The University of North Georgia recently announced that its Student Government Association President, Anna Møller, was named as the school’s first Rhodes Scholarship finalist.
The Rhodes Scholarship, a national postgraduate award for students to study at England's University of Oxford, is the oldest and most prestigious international graduate scholarship in the world.
Møller applied as a Danish citizen to The Global Rhodes Scholarship, which Dr. Anastasia Lin, assistant vice president for Academic Affairs, said is an exceedingly competitive international scholarship.
"The entire University of North Georgia community is incredibly proud of Anna and this achievement," UNG President Bonita C. Jacobs said. "Her drive and leadership skills have been evident throughout her time at UNG, and this accomplishment will propel her to further success."
Lin, who also directs UNG's Nationally Competitive Scholarships office, nominated Møller. She and several other faculty and staff then mentored Møller through the application process.

### INFORMATION SHOWN:

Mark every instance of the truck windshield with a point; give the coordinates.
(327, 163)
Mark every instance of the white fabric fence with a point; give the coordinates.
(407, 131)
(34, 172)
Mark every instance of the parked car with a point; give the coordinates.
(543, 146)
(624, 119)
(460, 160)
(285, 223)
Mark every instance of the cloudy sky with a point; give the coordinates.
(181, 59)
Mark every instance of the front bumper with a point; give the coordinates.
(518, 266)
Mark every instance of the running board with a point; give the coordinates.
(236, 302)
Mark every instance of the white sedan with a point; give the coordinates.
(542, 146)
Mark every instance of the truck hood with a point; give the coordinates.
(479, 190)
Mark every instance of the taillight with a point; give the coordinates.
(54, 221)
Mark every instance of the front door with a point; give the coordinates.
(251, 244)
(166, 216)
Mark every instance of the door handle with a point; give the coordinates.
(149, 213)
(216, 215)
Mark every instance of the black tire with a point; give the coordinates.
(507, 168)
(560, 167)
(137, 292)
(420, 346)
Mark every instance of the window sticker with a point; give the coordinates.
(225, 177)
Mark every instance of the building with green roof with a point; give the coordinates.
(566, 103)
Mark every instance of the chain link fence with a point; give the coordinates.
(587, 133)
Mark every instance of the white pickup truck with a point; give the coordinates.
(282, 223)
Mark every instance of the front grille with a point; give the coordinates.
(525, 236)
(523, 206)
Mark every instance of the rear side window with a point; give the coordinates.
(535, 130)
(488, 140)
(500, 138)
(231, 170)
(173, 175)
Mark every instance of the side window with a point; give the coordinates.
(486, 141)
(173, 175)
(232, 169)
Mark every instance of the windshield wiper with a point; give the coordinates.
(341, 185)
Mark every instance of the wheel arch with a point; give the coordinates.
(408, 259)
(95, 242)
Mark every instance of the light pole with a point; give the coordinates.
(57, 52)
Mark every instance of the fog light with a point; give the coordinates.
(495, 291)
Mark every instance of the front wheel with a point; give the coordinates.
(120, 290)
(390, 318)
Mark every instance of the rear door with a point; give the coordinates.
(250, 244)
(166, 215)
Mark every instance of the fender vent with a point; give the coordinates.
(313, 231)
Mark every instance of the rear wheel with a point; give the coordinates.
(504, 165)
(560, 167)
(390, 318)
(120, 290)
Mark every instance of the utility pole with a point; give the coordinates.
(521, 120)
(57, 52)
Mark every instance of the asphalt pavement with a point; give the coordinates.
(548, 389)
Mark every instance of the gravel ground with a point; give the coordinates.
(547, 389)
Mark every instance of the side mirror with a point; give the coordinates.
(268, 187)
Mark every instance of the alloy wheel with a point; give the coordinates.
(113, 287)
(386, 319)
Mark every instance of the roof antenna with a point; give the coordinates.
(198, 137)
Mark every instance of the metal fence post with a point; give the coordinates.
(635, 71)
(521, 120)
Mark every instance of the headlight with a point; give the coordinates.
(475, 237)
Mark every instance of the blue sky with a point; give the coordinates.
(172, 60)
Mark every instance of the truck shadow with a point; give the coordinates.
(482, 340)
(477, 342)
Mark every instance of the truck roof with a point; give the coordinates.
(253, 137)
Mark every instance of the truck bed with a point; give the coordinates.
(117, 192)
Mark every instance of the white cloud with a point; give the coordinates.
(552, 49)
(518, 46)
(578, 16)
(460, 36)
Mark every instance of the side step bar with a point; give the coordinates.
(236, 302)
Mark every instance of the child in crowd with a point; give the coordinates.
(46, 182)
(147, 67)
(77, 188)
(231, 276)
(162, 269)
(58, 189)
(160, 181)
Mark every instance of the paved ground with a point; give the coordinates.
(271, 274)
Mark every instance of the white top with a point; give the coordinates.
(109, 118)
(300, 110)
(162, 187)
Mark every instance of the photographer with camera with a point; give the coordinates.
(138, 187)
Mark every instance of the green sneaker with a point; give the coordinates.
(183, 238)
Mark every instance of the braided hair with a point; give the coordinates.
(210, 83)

### EXERCISES TO COMPLETE:
**a)** Quote the UNG announcement, starting with "Møller applied as" and going on through "competitive international scholarship.".
**b)** In the UNG announcement, who nominated Møller for the scholarship?
The records have no connection to the UNG announcement.

### ANSWERS FOR THIS EXERCISE:
**a)**
Møller applied as a Danish citizen to The Global Rhodes Scholarship, which Dr. Anastasia Lin, assistant vice president for Academic Affairs, said is an exceedingly competitive international scholarship.

**b)** Dr. Anastasia Lin nominated Møller.